== Data provided ==
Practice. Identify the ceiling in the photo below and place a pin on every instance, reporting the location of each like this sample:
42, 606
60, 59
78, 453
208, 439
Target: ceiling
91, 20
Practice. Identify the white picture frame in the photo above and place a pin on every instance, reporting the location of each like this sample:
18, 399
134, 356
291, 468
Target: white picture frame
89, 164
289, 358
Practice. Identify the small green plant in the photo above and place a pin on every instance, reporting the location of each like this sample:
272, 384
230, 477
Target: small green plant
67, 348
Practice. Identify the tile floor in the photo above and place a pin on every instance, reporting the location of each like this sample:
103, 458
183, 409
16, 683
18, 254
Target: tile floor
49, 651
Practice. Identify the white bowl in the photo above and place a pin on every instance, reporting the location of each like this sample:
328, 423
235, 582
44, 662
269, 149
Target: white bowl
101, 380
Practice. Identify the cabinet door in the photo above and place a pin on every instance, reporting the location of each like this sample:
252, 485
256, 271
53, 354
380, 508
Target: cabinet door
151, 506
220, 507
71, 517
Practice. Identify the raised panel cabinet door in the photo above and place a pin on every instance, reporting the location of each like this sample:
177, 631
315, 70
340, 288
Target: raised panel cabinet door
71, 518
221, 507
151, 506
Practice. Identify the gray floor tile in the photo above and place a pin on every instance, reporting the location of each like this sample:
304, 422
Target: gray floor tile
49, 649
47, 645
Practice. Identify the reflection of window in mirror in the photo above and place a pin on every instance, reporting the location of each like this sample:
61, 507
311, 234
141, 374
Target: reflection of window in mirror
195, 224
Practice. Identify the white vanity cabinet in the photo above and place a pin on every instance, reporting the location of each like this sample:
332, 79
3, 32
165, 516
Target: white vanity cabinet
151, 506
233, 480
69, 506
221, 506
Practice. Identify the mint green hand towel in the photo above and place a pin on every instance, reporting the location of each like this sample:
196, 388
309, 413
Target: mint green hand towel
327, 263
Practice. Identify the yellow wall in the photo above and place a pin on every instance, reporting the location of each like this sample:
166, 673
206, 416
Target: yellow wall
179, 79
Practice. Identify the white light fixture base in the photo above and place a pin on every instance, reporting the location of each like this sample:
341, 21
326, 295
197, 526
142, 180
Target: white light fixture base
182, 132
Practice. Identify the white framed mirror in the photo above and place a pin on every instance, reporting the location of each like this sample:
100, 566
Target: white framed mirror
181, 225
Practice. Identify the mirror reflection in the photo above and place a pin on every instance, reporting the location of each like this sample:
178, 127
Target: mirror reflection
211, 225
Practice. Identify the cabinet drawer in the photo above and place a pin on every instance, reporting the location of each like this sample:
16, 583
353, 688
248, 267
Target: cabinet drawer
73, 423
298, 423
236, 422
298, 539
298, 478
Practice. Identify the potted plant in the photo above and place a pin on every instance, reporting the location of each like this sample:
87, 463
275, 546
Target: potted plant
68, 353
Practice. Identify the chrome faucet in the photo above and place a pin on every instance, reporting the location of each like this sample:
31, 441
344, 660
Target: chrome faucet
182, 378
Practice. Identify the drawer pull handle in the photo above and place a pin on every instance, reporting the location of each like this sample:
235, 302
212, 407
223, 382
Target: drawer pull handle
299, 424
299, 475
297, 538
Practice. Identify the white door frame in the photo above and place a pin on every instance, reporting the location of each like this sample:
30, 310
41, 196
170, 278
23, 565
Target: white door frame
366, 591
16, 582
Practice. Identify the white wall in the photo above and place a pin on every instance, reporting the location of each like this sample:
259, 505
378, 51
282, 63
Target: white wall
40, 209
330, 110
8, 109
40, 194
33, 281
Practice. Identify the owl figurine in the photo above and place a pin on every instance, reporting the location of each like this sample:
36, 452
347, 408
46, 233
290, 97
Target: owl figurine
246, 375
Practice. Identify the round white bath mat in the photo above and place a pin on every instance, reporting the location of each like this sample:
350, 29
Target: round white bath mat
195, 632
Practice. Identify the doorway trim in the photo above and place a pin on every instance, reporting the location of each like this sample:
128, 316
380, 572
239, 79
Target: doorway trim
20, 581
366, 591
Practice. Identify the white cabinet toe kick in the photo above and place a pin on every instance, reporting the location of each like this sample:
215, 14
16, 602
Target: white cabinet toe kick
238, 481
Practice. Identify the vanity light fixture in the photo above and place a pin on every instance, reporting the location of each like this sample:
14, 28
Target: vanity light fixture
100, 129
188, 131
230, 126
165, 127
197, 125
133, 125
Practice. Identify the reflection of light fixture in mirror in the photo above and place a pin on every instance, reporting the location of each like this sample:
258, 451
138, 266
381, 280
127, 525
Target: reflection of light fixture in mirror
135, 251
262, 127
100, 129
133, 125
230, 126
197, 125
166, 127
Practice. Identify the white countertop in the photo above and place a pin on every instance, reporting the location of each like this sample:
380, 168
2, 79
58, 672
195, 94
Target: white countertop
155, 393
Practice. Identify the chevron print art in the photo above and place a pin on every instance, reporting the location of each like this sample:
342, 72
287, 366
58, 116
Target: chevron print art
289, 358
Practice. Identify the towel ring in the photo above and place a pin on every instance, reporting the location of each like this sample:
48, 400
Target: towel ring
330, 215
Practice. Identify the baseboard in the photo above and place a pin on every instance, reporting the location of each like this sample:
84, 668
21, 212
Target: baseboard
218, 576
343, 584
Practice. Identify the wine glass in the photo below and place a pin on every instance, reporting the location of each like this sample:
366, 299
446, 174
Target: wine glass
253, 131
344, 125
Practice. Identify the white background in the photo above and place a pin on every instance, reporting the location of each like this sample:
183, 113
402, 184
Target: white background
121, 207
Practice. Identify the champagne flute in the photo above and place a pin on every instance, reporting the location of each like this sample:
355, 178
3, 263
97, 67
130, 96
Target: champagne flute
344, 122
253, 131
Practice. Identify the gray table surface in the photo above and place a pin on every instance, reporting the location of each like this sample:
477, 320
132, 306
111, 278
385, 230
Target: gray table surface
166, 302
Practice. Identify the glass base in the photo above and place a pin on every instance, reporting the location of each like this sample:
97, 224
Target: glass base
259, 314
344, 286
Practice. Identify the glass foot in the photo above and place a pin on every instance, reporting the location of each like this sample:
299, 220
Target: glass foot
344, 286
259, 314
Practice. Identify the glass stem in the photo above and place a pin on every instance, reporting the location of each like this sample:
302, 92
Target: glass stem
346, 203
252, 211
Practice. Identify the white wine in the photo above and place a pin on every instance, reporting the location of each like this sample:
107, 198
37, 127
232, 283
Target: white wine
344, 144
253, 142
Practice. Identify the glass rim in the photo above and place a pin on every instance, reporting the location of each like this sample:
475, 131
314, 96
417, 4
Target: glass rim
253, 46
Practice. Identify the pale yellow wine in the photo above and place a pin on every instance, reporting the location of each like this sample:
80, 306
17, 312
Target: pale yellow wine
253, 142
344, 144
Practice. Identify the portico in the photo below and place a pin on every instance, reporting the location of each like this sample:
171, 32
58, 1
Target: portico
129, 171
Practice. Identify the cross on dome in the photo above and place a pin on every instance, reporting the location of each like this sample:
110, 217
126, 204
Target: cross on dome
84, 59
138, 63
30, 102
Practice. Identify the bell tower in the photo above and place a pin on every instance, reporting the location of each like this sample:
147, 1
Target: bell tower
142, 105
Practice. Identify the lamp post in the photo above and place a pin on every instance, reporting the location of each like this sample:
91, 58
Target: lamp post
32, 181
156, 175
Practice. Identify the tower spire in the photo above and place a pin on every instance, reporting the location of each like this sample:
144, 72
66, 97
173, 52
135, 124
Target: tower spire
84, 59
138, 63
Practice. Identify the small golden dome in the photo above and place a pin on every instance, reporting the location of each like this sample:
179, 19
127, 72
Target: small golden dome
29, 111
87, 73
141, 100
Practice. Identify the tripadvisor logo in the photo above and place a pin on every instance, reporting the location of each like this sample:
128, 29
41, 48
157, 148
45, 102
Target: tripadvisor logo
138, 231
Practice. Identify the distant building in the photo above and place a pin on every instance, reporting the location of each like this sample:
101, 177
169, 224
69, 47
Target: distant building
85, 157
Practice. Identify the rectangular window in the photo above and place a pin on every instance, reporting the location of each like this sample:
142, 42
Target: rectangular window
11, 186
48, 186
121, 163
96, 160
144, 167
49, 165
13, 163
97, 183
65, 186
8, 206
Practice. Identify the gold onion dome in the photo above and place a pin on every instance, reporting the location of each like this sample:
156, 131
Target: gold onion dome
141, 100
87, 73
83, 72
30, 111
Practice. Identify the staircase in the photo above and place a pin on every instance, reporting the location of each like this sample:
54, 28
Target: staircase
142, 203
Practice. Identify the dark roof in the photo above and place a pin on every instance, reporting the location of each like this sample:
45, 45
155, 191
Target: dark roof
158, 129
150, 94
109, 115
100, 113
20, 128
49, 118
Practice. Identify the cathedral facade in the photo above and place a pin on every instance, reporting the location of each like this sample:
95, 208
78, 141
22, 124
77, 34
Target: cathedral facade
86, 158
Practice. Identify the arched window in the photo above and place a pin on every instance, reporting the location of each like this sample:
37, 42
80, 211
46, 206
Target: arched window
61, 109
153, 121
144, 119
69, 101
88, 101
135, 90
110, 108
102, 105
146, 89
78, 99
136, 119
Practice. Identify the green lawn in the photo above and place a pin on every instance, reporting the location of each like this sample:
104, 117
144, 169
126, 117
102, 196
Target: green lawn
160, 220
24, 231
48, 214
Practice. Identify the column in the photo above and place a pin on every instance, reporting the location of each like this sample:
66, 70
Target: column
===
- _Exercise task_
Starting at the line that contains "Practice. Identify the cathedral", print every line through the end of the listing, word for word. Leave out all the rest.

- _Task output_
Practice. Identify the cathedral facade in the photo above and place a pin on every instance, reporting the location of each like this sample:
95, 208
78, 141
22, 124
77, 34
Target: cathedral facade
86, 158
Practice. Identify the arched window in the photo above and place a pin on every instance, reporting the location of each like this sample:
37, 42
80, 211
46, 206
Target: arched window
61, 109
153, 121
144, 119
69, 101
88, 101
135, 90
110, 108
102, 105
146, 89
78, 99
136, 119
Practice. Identify the green lawn in the photo above and place a pin on every instance, reporting the location of each like this sample:
104, 117
144, 169
126, 117
102, 196
Target: green lawn
160, 220
24, 231
48, 214
Practice. Identify the column in the photo above and place a pin on every instance, reporting the location of each like this sample:
66, 70
Target: column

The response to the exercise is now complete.